Collected data entries
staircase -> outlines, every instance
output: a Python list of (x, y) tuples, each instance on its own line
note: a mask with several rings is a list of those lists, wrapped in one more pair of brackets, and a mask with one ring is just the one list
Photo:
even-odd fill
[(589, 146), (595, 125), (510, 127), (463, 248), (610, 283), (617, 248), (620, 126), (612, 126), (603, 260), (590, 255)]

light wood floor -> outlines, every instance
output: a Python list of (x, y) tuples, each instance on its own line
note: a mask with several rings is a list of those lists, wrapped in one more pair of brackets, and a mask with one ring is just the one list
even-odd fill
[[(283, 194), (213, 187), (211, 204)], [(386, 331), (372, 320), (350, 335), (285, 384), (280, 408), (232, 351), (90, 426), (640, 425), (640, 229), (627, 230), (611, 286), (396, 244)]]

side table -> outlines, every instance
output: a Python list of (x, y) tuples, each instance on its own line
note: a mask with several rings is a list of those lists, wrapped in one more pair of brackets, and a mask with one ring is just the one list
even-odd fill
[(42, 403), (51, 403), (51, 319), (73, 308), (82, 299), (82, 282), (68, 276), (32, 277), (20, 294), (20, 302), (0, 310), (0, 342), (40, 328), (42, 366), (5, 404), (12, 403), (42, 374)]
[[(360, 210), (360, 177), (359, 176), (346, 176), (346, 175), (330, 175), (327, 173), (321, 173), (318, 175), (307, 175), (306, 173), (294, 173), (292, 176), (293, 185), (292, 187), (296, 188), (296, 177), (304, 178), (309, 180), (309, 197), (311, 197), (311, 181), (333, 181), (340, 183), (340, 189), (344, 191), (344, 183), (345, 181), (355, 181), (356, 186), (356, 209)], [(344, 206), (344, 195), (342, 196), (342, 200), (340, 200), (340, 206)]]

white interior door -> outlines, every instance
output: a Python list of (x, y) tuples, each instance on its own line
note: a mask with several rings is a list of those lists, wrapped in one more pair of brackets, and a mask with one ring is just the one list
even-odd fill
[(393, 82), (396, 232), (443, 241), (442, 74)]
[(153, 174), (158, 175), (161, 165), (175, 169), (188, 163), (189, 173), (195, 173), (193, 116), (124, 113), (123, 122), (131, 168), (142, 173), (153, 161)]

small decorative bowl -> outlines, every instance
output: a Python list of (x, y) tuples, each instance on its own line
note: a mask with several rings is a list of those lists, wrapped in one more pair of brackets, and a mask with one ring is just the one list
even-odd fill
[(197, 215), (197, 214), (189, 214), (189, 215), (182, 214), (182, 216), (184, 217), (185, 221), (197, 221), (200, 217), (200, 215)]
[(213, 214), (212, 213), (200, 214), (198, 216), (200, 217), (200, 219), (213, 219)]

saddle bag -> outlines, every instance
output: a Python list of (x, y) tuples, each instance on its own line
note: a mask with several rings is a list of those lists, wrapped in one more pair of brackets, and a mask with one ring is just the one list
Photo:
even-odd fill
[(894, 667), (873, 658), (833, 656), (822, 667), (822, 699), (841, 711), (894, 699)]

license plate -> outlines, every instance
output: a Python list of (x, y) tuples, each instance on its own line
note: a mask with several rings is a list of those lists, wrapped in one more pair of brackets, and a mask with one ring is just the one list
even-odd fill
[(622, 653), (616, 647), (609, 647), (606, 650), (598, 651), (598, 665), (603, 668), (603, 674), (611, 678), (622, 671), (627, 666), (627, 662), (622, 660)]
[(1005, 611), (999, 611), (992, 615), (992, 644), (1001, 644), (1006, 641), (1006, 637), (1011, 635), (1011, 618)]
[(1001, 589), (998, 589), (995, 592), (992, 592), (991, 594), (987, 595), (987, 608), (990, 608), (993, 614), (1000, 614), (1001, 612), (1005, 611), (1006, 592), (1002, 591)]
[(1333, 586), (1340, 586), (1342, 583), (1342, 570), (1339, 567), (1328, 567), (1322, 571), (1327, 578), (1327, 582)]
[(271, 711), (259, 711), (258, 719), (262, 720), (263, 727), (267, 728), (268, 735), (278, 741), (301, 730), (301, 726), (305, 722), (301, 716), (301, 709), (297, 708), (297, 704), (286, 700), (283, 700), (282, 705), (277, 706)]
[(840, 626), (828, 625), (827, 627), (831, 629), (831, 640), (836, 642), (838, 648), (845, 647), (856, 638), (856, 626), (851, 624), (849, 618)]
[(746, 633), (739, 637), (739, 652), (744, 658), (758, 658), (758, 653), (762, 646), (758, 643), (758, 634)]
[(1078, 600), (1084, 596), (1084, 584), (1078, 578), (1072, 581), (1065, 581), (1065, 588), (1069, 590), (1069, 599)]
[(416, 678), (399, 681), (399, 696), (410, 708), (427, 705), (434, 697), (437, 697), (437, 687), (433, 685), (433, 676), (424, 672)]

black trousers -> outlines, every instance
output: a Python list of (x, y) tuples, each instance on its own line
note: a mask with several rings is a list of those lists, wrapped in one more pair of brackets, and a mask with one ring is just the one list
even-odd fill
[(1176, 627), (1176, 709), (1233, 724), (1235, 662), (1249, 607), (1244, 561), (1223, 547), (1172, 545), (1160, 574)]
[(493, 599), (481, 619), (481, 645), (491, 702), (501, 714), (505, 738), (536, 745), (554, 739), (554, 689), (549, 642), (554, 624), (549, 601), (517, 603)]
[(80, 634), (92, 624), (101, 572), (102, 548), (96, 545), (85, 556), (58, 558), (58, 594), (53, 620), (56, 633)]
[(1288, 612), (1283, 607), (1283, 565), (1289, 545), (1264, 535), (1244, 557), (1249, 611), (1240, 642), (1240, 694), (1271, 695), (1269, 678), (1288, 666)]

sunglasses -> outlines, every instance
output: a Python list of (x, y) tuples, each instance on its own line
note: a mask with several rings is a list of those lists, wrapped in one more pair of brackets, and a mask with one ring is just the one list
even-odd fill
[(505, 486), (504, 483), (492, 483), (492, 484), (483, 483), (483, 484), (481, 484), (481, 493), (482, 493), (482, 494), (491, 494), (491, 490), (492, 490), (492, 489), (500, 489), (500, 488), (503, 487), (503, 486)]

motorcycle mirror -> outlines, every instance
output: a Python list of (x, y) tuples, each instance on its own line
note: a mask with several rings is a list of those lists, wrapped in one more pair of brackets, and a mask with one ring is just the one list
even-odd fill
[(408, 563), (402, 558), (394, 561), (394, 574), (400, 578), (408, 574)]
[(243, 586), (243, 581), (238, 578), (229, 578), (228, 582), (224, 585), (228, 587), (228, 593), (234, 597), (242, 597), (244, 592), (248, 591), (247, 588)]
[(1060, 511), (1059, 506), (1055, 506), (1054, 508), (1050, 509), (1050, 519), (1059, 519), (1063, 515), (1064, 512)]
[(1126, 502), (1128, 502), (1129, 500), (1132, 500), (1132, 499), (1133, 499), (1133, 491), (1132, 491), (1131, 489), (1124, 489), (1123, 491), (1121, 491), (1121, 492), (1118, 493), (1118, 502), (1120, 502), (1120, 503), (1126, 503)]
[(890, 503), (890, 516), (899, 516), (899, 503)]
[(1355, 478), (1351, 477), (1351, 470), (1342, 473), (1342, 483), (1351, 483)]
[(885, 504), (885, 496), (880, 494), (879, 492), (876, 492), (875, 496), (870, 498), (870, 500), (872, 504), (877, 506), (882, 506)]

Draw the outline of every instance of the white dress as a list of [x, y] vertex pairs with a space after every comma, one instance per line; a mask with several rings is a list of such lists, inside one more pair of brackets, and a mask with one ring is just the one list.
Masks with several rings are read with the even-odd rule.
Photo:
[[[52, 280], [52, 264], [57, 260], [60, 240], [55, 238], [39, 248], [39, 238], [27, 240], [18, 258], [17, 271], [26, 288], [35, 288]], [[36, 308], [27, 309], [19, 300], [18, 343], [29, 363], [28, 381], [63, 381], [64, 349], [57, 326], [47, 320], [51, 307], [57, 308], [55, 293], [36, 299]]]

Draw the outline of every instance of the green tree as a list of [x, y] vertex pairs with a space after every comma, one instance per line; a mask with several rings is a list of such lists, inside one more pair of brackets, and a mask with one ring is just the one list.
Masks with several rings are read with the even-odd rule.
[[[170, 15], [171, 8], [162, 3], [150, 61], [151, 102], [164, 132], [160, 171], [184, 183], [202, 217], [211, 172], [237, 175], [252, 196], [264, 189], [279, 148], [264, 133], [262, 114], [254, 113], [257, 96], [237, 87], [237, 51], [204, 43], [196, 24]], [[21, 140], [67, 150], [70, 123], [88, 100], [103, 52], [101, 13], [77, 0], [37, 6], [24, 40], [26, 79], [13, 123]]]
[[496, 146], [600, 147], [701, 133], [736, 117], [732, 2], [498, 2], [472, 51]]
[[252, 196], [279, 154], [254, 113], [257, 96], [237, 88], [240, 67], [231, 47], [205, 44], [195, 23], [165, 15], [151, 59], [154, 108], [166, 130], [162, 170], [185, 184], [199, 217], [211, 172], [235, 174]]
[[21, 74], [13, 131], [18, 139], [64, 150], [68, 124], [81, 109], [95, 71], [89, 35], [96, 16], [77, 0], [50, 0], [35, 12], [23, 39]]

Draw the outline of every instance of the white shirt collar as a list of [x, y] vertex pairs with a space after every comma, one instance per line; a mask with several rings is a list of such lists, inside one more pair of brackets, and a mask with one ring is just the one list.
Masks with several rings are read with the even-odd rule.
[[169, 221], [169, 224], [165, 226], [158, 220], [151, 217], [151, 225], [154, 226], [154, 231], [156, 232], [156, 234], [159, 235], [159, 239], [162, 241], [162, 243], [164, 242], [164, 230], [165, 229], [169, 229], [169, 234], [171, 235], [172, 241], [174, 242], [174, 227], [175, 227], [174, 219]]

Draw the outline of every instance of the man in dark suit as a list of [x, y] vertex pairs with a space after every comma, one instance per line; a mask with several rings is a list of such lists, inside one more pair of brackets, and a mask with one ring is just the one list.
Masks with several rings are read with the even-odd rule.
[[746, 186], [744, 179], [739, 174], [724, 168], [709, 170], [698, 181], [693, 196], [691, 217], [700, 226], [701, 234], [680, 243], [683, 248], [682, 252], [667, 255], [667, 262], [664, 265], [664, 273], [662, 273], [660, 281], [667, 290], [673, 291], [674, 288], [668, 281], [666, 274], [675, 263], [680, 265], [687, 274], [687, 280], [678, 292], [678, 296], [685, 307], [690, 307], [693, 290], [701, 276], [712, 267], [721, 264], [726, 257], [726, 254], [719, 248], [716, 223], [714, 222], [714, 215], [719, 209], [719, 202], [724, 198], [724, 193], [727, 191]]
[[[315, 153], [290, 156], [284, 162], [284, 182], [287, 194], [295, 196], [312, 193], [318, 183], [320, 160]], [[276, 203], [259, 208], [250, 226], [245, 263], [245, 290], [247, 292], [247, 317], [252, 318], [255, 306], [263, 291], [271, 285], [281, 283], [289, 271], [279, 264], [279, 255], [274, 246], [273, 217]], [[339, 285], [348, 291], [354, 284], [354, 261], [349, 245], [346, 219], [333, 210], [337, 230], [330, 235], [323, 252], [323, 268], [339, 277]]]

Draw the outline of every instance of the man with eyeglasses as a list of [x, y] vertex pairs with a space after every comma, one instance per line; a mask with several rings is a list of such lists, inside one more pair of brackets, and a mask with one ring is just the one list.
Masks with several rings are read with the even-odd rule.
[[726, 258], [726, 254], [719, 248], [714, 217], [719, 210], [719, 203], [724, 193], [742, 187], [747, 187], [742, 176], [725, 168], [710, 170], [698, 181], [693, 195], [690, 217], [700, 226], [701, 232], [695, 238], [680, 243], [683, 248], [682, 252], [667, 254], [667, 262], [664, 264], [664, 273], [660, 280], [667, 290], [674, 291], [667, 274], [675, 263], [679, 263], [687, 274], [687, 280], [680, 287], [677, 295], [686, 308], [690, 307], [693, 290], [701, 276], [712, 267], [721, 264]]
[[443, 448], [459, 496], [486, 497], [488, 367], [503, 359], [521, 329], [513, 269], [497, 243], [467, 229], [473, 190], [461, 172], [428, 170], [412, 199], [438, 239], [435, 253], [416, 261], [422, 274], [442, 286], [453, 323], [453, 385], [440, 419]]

● **WORK ITEM**
Only lines with the word "outlines" are wanted; pull each of them from the records.

● **EXERCISE OUTPUT**
staircase -> outlines, every instance
light wood floor -> outlines, every instance
side table -> outlines, every instance
white interior door -> outlines, every instance
small decorative bowl -> outlines, every instance
saddle bag -> outlines, every instance
license plate -> outlines, every instance
black trousers -> outlines, every instance
sunglasses -> outlines, every instance
motorcycle mirror -> outlines, every instance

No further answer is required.